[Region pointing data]

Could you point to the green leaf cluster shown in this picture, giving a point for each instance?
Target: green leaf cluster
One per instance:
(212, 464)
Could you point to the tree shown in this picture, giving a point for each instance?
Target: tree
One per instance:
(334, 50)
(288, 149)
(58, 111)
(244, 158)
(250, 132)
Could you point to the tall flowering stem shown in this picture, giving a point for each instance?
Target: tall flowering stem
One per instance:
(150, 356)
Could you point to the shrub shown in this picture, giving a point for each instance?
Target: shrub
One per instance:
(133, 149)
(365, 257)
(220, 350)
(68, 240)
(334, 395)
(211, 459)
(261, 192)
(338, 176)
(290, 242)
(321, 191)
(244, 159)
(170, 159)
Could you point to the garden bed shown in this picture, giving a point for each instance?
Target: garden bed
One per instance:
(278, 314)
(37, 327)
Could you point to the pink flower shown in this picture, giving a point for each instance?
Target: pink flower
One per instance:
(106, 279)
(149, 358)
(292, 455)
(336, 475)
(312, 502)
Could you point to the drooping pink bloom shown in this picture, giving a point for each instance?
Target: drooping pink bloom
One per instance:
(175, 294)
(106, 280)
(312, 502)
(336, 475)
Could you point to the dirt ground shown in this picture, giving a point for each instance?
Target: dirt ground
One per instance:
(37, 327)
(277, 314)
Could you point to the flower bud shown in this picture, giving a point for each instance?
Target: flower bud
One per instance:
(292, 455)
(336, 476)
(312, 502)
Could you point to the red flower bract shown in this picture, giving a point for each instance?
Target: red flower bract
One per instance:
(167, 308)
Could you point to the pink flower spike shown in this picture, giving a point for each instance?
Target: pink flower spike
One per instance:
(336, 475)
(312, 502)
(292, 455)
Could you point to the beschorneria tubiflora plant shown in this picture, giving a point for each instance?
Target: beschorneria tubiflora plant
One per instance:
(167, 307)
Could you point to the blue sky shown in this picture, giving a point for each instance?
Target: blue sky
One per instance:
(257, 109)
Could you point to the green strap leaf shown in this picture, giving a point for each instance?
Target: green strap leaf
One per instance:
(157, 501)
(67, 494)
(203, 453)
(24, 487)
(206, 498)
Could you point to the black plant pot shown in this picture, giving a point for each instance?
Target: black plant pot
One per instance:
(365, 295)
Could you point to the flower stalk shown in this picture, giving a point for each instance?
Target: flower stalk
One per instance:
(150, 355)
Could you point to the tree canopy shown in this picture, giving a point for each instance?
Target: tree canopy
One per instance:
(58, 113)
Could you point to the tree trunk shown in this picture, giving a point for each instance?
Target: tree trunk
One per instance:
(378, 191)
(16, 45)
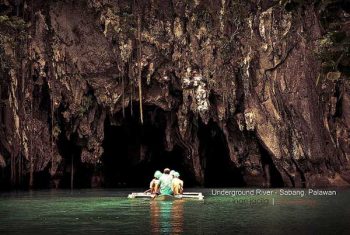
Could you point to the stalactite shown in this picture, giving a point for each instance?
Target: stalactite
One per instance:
(131, 87)
(123, 96)
(72, 174)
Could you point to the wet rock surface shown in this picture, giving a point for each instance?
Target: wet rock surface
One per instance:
(244, 74)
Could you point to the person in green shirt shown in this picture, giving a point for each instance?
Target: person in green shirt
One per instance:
(165, 182)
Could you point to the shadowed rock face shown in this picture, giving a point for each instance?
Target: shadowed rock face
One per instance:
(241, 76)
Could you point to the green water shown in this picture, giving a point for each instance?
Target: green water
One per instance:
(110, 212)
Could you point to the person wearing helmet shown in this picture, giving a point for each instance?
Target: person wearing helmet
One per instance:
(154, 185)
(165, 183)
(177, 184)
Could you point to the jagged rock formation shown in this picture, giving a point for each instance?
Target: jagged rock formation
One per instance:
(246, 71)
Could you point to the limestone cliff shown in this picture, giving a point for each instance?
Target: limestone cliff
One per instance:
(254, 73)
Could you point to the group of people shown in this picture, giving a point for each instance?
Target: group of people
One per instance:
(166, 183)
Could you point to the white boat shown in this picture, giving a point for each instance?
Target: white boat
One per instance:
(186, 195)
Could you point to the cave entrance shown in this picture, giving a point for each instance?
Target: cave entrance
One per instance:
(272, 175)
(219, 170)
(134, 151)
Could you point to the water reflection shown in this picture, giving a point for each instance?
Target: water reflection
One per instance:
(167, 217)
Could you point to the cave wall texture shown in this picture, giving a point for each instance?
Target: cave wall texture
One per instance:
(254, 68)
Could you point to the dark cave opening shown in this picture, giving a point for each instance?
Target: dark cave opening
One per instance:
(272, 175)
(134, 151)
(219, 171)
(70, 151)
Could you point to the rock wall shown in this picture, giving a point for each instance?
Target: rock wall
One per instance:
(248, 66)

→ **WHAT YOU ARE ASKED TO DO**
Whenever "stalactite" occurs in a line of the entries, copy that line.

→ **RESPONSE**
Could you point to the stalactite shown in this picture, giving a point for each instance?
Target: stalactite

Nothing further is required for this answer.